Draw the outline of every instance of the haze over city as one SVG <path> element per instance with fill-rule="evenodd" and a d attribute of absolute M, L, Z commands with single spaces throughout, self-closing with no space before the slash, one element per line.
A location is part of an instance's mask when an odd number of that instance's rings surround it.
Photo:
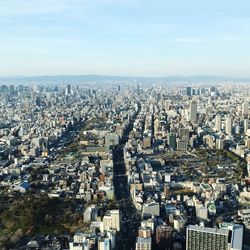
<path fill-rule="evenodd" d="M 1 76 L 250 77 L 245 0 L 2 0 Z"/>
<path fill-rule="evenodd" d="M 0 250 L 250 250 L 249 13 L 1 0 Z"/>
********
** STATED GOAL **
Could you arrange every line of the rows above as a JSON list of strings, one string per line, with blank lines dropped and the pictures left out?

** TASK RESPONSE **
[
  "Draw the outline of every instance of the haze over city as one SVG <path> element per instance with fill-rule=\"evenodd\" and a d attribute of absolute M, L, Z commands with single spaces throughout, self-closing with no space before the slash, one element per line.",
  "A location is part of an instance's mask when an odd number of that instance's rings surround it.",
  "Photo:",
  "<path fill-rule=\"evenodd\" d=\"M 1 76 L 250 77 L 245 0 L 2 0 Z\"/>",
  "<path fill-rule=\"evenodd\" d=\"M 0 250 L 250 250 L 249 13 L 1 0 Z\"/>"
]